▶ [WRITTEN REQUEST]: Repeat the records from the line containing "Can you see the dirt" through the end of the records, switching "Drop" to "Place" and leaving everything else unchanged.

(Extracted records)
— start —

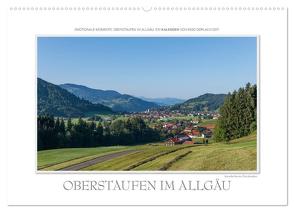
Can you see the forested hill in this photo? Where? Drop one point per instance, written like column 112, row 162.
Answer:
column 205, row 102
column 113, row 99
column 56, row 101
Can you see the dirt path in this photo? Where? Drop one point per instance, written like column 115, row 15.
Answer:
column 99, row 159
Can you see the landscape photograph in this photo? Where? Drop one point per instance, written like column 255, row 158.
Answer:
column 136, row 104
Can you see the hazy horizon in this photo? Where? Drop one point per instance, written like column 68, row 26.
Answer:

— end —

▶ [RESPONSE TO THIS EXERCISE]:
Can you see the dirt path in this photo? Where? Place one point per instance, written like column 115, row 15.
Answer:
column 99, row 159
Can you see the landscape photograph in this photo? Where? Place one point per instance, written like column 255, row 158.
Answer:
column 136, row 104
Can you see the hazy horizon in this photo? Where? Place one point per instance, written like column 68, row 26.
Answer:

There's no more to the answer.